Given problem | Reproduce the material below, changing each occurrence of "indicate a point" to "place a marker" and keeping everything else the same.

---

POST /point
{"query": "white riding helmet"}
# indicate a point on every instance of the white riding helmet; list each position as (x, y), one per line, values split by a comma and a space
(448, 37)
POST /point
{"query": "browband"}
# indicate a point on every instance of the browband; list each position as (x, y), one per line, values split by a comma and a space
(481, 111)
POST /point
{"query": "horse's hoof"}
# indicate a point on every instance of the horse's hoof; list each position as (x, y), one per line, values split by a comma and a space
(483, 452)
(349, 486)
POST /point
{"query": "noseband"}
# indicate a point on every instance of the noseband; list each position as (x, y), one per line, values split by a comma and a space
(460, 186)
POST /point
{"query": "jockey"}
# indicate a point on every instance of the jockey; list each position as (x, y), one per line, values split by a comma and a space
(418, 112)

---

Worked solution |
POST /point
{"query": "white riding helmet"}
# place a marker on every instance of the white riding helmet; list each position as (x, y), one per line, values split by a comma and a space
(448, 37)
POST /point
{"query": "browband"}
# place a marker on every instance of the browband; list each position as (x, y), one per line, values split by a comma and a space
(481, 111)
POST /point
{"query": "horse's hoof"}
# place a marker on every instance of the horse's hoof; list each position as (x, y), one per line, values split by a comma and a space
(483, 452)
(349, 486)
POST /point
{"query": "noseband"}
# place a marker on every instance of the noseband; list each position as (x, y), one per line, values split by a comma and a space
(460, 186)
POST /point
{"query": "jockey"}
# place a marker on every instance of the jockey; list each position as (x, y), one per line, values split by a comma and a space
(418, 112)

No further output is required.